:: Image point grounding data ::
:::::

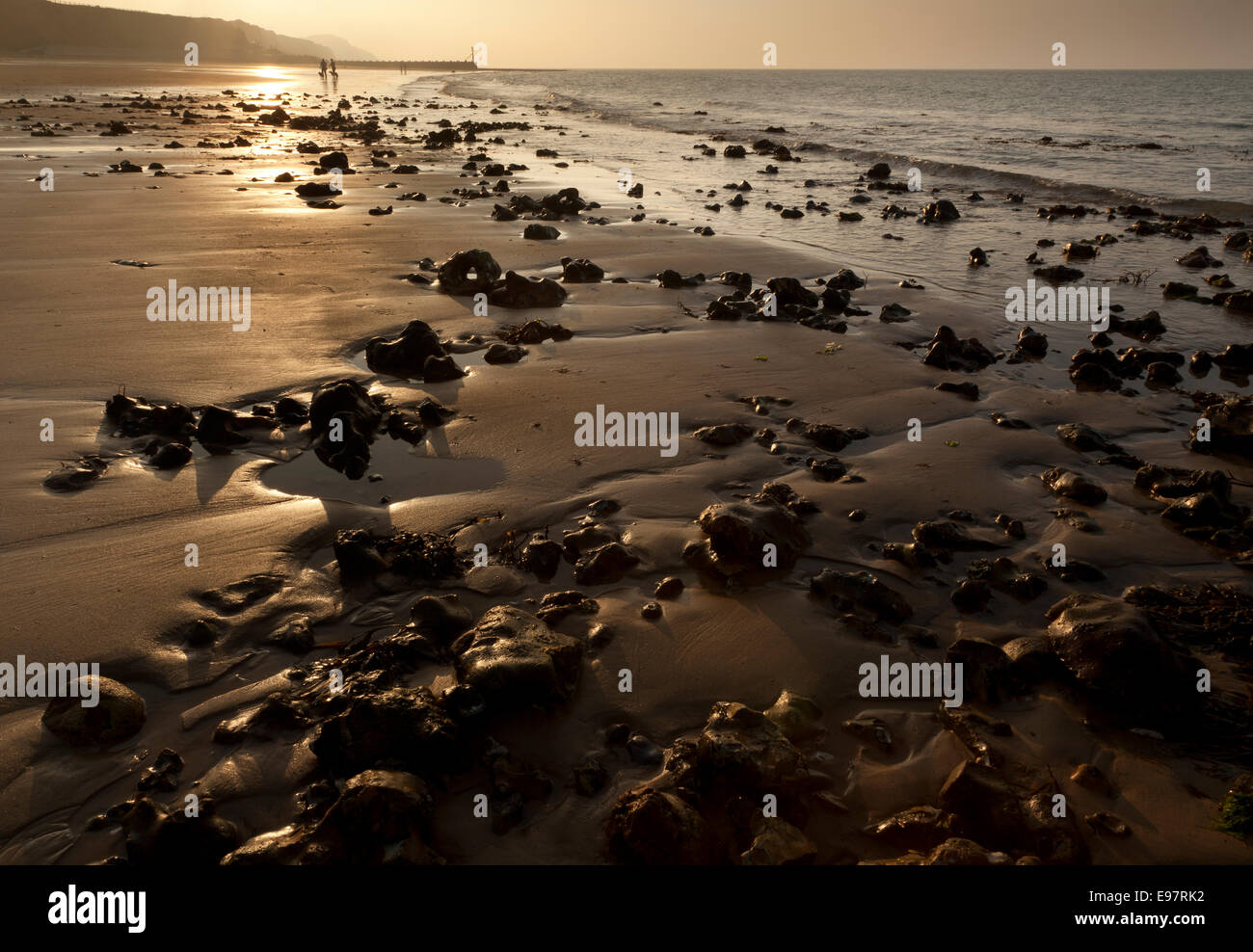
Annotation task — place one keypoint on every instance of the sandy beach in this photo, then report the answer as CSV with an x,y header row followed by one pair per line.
x,y
291,692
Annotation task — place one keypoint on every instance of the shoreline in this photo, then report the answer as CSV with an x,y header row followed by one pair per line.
x,y
321,289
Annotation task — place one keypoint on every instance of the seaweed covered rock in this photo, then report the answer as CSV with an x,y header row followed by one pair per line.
x,y
343,420
118,713
364,556
989,809
1120,660
468,272
517,291
748,540
512,659
406,355
948,352
397,726
381,817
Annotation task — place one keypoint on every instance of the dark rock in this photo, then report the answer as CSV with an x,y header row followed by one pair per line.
x,y
515,659
406,355
120,713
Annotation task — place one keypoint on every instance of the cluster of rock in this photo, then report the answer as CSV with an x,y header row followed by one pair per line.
x,y
475,272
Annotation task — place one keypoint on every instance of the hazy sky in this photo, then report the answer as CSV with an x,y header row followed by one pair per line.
x,y
855,34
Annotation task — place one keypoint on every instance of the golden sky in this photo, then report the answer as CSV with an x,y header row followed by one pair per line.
x,y
730,34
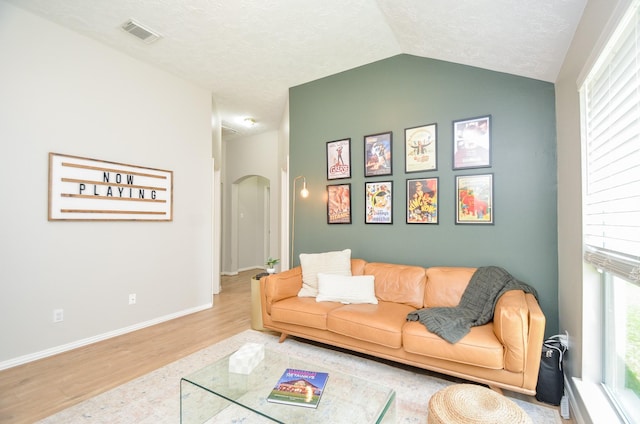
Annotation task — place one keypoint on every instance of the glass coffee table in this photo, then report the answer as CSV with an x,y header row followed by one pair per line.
x,y
213,394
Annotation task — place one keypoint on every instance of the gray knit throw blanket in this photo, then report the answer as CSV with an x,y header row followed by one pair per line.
x,y
476,306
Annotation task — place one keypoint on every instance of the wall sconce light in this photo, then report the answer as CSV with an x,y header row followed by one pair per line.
x,y
304,193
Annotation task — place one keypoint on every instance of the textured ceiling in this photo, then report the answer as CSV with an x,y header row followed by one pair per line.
x,y
249,52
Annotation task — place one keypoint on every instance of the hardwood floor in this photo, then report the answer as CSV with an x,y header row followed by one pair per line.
x,y
41,388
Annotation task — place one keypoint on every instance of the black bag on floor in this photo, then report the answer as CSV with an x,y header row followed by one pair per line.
x,y
550,387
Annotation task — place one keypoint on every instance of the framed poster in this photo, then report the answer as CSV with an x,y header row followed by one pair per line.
x,y
379,202
420,145
339,159
474,194
472,143
422,201
339,204
377,154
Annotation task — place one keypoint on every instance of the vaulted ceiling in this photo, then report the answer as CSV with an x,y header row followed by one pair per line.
x,y
248,53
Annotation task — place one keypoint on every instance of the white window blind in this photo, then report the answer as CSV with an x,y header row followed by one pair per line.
x,y
611,131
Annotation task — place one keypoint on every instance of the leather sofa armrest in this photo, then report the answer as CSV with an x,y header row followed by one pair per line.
x,y
280,286
518,322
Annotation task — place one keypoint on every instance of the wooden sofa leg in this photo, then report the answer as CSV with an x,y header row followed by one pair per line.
x,y
498,390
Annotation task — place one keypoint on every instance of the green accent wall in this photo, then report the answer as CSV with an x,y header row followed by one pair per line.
x,y
406,91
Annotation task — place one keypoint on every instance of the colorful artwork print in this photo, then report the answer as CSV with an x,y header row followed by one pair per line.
x,y
472,143
339,204
475,199
420,148
377,154
422,201
339,159
379,202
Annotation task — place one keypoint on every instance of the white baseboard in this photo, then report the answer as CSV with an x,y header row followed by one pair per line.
x,y
90,340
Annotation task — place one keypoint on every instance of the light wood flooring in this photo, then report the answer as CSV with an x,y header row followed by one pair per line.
x,y
41,388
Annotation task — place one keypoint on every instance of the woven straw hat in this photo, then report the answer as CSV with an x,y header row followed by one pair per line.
x,y
472,404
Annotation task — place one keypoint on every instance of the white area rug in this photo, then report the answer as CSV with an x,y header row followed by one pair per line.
x,y
155,397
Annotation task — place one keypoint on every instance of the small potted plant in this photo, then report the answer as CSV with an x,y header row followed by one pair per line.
x,y
271,263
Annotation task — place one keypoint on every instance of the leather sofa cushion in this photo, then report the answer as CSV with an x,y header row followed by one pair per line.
x,y
303,311
380,324
398,283
445,285
511,326
480,347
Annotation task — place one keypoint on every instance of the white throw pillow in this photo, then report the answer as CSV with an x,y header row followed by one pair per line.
x,y
338,288
338,263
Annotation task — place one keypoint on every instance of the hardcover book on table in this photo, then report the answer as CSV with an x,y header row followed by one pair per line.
x,y
299,387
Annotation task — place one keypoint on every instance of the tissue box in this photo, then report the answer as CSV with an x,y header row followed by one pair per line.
x,y
245,359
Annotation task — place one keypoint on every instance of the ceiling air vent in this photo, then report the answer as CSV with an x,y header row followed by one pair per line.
x,y
140,31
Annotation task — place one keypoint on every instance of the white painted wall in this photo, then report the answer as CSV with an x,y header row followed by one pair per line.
x,y
62,92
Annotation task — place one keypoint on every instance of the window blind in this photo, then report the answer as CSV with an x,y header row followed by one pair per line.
x,y
611,132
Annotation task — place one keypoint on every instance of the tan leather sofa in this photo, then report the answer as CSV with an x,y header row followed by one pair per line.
x,y
503,354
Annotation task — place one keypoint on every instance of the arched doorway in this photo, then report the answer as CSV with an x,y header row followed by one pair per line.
x,y
250,226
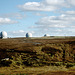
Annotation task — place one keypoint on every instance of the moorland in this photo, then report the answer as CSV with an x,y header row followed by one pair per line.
x,y
37,56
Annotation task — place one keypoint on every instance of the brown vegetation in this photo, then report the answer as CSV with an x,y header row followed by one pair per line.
x,y
23,52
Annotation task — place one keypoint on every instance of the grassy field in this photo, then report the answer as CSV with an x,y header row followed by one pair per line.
x,y
37,56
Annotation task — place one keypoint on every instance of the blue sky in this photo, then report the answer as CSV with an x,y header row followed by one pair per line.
x,y
39,17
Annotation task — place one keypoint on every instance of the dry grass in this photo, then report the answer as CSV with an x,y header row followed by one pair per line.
x,y
51,54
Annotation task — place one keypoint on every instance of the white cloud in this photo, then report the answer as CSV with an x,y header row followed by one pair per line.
x,y
19,33
47,5
13,15
7,21
37,6
39,14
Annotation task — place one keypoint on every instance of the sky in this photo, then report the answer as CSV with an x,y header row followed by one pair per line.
x,y
39,17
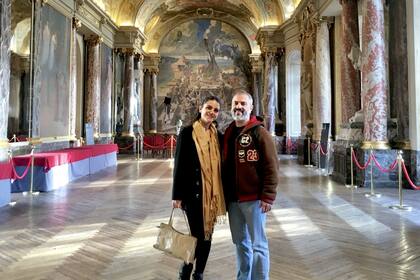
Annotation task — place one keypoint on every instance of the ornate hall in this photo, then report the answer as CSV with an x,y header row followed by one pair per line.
x,y
94,93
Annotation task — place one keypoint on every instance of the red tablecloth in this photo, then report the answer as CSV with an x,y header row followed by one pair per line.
x,y
5,170
54,158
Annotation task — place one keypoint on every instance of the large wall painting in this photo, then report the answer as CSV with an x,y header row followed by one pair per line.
x,y
200,58
51,80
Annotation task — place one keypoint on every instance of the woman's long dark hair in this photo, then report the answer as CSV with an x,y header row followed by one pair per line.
x,y
204,101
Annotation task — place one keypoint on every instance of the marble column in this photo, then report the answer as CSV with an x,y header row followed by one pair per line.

:::::

:: Instructions to follow ::
Return the entries above in full and unchanged, omitting every image.

:: Worked solution ::
Annotation task — place one keypoint on every instance of the sandy beach in this photo, then report the answer as CSV with an x,y header row followed by one pair per line.
x,y
291,692
Annotation task — place one keypoint on every instance of the shoreline in this photo, then report the answer as CSV with an x,y header row followed by one pair per line.
x,y
321,289
Annotation task — place one keypoint on every instance of the seaweed covered rock in this photo, then report the answer as CSV with an x,y header row followed by one pair per line.
x,y
343,420
118,713
364,556
989,809
1120,660
468,272
517,291
748,540
512,659
406,355
948,352
397,726
381,817
Annotation task — place one keypoint on every instance of the dark rock in this photo, then report the answer as CSV with an x,y header row followed by one pair per line.
x,y
515,659
406,355
120,713
Annotation task — place one keypoint on every instance of the cluster of rock in this photo, then report the answer as CSV with an x,y header row followed by one pair per line.
x,y
475,272
Annotation task — place one keypoint on every instance of the hazy sky in this photo, then report the answer as CSV with an x,y header row followed by one pair per line.
x,y
855,34
Annotation task — place one keypoint on every instance of the golden sky in this photo, then report the answer as CSV with an x,y header row followed by one pair per line.
x,y
730,34
Annotation task — place one keypoint on every instance of the glass coffee table in this photo, then report the answer as CSV with an x,y header row followed by one pair per line.
x,y
213,394
Annotation task — place one keypoint on every instance of the gray knit throw blanket in this photo, then report the answer as CSV with an x,y header row followed by one pair per line.
x,y
476,306
Annotation task — place one keypoint on every instance of the wall sconce light in this photo, then report the answer as CSV with an x,y header row followed by one pair per line.
x,y
304,193
Annotation task — place one keypoint on every instance of the textured ceiling in this photo, then report the answer as CSV with an x,y header row followed by one pair per line.
x,y
249,52
Annotation task — place one keypoint on every instance of the hardwood floor in this photo, then report the answer as CSV with an x,y header row followed by one pair per line.
x,y
41,388
Annotation task — place one keypoint on every instance of the black bag on floor in this photo, then report the answer as CSV with an x,y header row followed by one pair per line.
x,y
550,387
Annotation task — place one keypoint on every instance of the framed poster in this photo, then report the answer as CSV with an x,y header row followed by one pair per line.
x,y
379,202
420,145
339,159
474,194
472,143
422,201
339,204
377,154
Annotation task — place one keypoint on every instance of the vaulted ceiling in this photo, then report the answer as CSV with an x,y header row followed by one pair per line.
x,y
248,53
Annotation task — place one keypoint on every instance of the white window blind in this photo, then report the answer as CSV with an x,y header row followed by one pair per line.
x,y
611,131
Annotation task — place one keypoint on every instance of the leather sofa armrest in this photo, then report the answer as CSV with an x,y header row followed by one pair per line.
x,y
280,286
518,322
Annotation task — place one keypoint on every instance of the wooden sofa leg in this photo, then report the answer as CSV with an x,y header row followed by one pair per line.
x,y
498,390
Annotation task — place one keypoint on every instance of the green accent wall in this photo, then report the answer as CSV with an x,y header row followed by one pair per line.
x,y
406,91
Annotation task — place one keypoint on every instance of the colorful artwork print in this photo, then report the answer as CSV with an x,y header row followed by one pair per line.
x,y
472,143
339,204
475,199
420,148
377,154
422,201
339,159
379,202
Annotation task — place one keypoint on every instance of the white baseboard in this photo, then report the answer as CSV with an x,y header row followed by one pair per line.
x,y
90,340
Annotation task — place one keypoint on every instance of the light wood flooring in this photo, then report the answer as CSV with an x,y header row followed by one pair per line.
x,y
41,388
Annotation task — place one keypoint on every instance of the woven straw hat in this photo, then report the answer as CSV with an x,y header row followed by one pair per line.
x,y
472,404
Annotation task — place one keypoint on every instance of the white area rug in this photo, then report the answer as CSV with an x,y header row followed by one pair per line.
x,y
155,397
Annotation task — place one keypoint on every instance of the small potted plant in this photo, then report the answer as CSV with an x,y header row followed by one pair per line.
x,y
271,263
Annotation task — place one keypoint on every instance of the leather sofa cushion in this photo, then report the answer as CSV with an x,y header row followed by one pair per line.
x,y
303,311
380,324
398,283
445,285
511,326
480,347
Annotation task — place one keypoint on every instance of the white throw pillow in this photo, then report the answer as CSV with an x,y header row followed by one pair per line.
x,y
338,288
338,263
Annotation task — place one keypoint on every instance of the hardcover book on table in this photo, then report the answer as CSV with an x,y header row followed by one pair per line.
x,y
299,387
Annotation task — place one keypoint on every instance of the tissue box in this photo, then report the answer as CSV with an x,y header row followed by one pair per line.
x,y
245,359
Annotation task — place one keypoint on every instance of the ceiling air vent in this photo, then report the answer as CSV with an x,y header row followed by one pair per line.
x,y
140,31
Annotation task — place one keypoint on every instance of the white painted wall in this photo, then report the answer as CSV with an x,y header row followed by one pair per line.
x,y
62,92
Annotation task — place one keypoint on every instance of the window blind in this photo, then report the answer as CSV with an x,y header row followed by one pair per line.
x,y
611,132
Annotation task — place one keypoint on every instance of the tan leather sofa in this photo, then report the answer as CSV with an x,y header row followed by one pair per line.
x,y
503,354
Annotation task — place one keypoint on every instance of the arched doorway in this photo, then report the answer as CSV with an x,y header row followed by one pair per line.
x,y
250,226
Annotation task — place one keypoint on every instance of the moorland in this photo, then report the answer as CSV with an x,y header row followed by one pair per line.
x,y
37,56
Annotation task — place one keypoint on every instance of the brown vegetation in this photo, then report the answer as CSV with an x,y header row followed by one pair per line.
x,y
23,52
Annotation task — place one keypoint on every instance of the grassy field in this photo, then report the answer as CSV with an x,y header row followed by one pair per line.
x,y
37,56
Annotation task — place one keypoint on every instance of the blue sky in this photo, then report the answer as CSV with an x,y header row followed by one pair per line.
x,y
39,17
Annotation task — place one keypoint on every instance of the dry grass in this photo, then report the answer as CSV with an x,y header row followed by one pair per line.
x,y
51,54
Annotation task — place one keypoint on every instance of the white cloud in this photo, then report the answer as CSV with an x,y header row followed by one pair per line.
x,y
19,33
47,5
13,15
7,21
37,6
39,14
Annotation task — place one keypoint on every instance of the sky in this photo, then report the answer as CSV with an x,y header row followed by one pair per line.
x,y
39,17
Annotation task — place one keypoint on every instance of the ornate hall in this photo, then report the answer as CSV with an x,y header row followed by one pair per line.
x,y
94,93
Annotation task — place one keypoint on every instance of the red tablecloth in this photo, then report the answer as CSV with an x,y header row followed by one pair per line.
x,y
5,170
54,158
Annotation task — place one keypoint on every instance of the large wall painting in this photo, then report the answer as CSV with an x,y header row followed by one pair per line.
x,y
200,58
51,80
Annotation task — place one keypoint on every instance of the woman's long dark hair in this photo, then report the answer as CSV with an x,y header row followed by one pair per line.
x,y
204,101
Annotation task — place one keypoint on every instance of the marble column in this photo, then report the answer as CSV with an x,y header row followed by one pair per line.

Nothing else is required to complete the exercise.